Drohende Überschreitung des CO2-Flottengrenzwerts

Inhaltsverzeichnis

Ein Trigger der guten Verkaufszahlen sind die so genannten Umweltprämien, bei denen die Hersteller Dieselfahrzeuge verschrotten, um neue Autos auf die Straße zu bringen. Möglicherweise gelingt es, dadurch sinkende Stickoxidmesswerte zu erreichen und die Diskussion so lange zu verschleppen, bis alle Überlegungen zu Fahrverboten und Hardwarenachrüstungen vergessen sind.

Das ändert aber nichts daran, dass gut 130 Gramm CO2 pro Kilometer weit von der 95 Gramm-Vorgabe entfernt sind. Ohne einen Joker geht es nicht – und der ist die Elektrifizierung. Rechnet man die BEVs und PHEVs mit ein, liegt der CO2-Wert nämlich mit 127,7 g/km exakt auf dem Vorjahresniveau, obwohl die reinen Verbrennungsmotorautos einen Anstieg vorweisen.

### AUFGABEN
1. Gib die Zeilen der Auflistung unverändert aus, beginnend mit der Zeile, die „of the white“ enthält, bis einschließlich der letzten Zeile der Auflistung.
2. Führe den Text über die drohende Überschreitung des CO2-Flottengrenzwerts im Anschluss an seinen letzten Satz fort.

### EINGABE
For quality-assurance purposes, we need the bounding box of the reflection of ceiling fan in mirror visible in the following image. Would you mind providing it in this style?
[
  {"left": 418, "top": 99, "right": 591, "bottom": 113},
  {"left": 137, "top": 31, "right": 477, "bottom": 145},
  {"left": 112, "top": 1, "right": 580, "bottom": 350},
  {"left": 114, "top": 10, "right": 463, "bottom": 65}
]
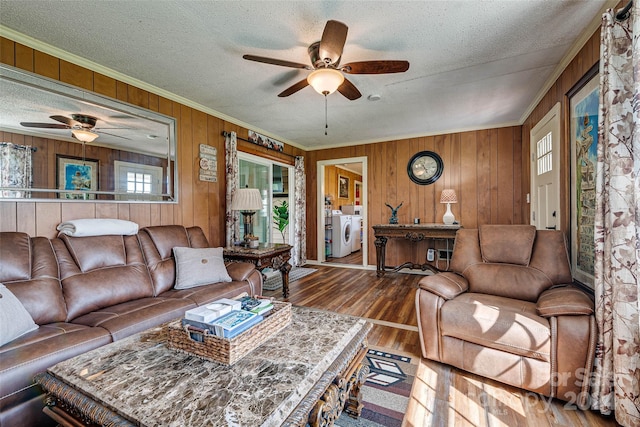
[
  {"left": 243, "top": 21, "right": 409, "bottom": 100},
  {"left": 20, "top": 114, "right": 129, "bottom": 142}
]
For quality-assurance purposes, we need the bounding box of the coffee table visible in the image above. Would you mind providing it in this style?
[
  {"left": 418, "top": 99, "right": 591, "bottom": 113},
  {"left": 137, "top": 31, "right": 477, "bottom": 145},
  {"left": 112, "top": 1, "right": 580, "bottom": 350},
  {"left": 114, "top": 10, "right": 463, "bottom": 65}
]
[{"left": 35, "top": 307, "right": 371, "bottom": 427}]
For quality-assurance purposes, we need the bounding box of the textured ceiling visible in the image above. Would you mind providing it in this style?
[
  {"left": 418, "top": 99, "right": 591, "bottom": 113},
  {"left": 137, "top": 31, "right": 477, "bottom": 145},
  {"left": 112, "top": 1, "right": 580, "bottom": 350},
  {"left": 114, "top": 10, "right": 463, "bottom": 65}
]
[{"left": 0, "top": 0, "right": 611, "bottom": 149}]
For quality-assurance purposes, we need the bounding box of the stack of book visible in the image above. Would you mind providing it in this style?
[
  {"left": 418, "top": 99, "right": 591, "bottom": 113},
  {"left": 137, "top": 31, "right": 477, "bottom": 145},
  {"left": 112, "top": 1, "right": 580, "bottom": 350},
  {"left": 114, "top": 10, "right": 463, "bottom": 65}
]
[{"left": 182, "top": 298, "right": 273, "bottom": 338}]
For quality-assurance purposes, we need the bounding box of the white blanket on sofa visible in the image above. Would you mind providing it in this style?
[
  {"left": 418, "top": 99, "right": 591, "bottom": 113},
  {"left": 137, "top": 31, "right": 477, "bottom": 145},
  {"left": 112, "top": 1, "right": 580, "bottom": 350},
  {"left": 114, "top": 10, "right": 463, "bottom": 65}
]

### ERGEBNISSE
1.
For quality-assurance purposes, we need the bounding box of the white blanket on sofa visible in the image above. Would you mind providing it in this style?
[
  {"left": 418, "top": 99, "right": 591, "bottom": 113},
  {"left": 137, "top": 31, "right": 477, "bottom": 145},
  {"left": 112, "top": 1, "right": 580, "bottom": 350},
  {"left": 114, "top": 10, "right": 463, "bottom": 65}
]

2.
Supercredits und Zauberformel

Weil für die Messung der CO2-Emissionen die Prüfstandsabgase gelten, fließt jedes BEV mit Null in die Bilanz ein und wird außerdem mehrfach angerechnet: Dieser Supercredit beträgt 2020 Faktor 2, 2021 ist er 1,67 und liegt ab 2022 bei 1,33 – erst 2023 zählt ein BEV einfach. Dazu haben PHEVs im Vergleich zu Dieselantrieben ebenfalls einen deutlichen CO2-Vorteil. Der Grund dafür ist ein Verfahren, bei dem der rein elektrische Fahranteil mit Null in die Bilanz eingeht und gewichtet wird („Zauberformel“). Ein typisches Beispiel ist der Porsche Panamera E-Hybrid, der eine Systemleistung von 340 kW (462 PS) hat und auf nur 56 g CO2/km kommt. Es ist darum wenig verwunderlich, dass der Sportwagenbauer es „dieses Jahr mal ohne Diesel probieren“ will, so Vorstandsvorsitzender Oliver Blume.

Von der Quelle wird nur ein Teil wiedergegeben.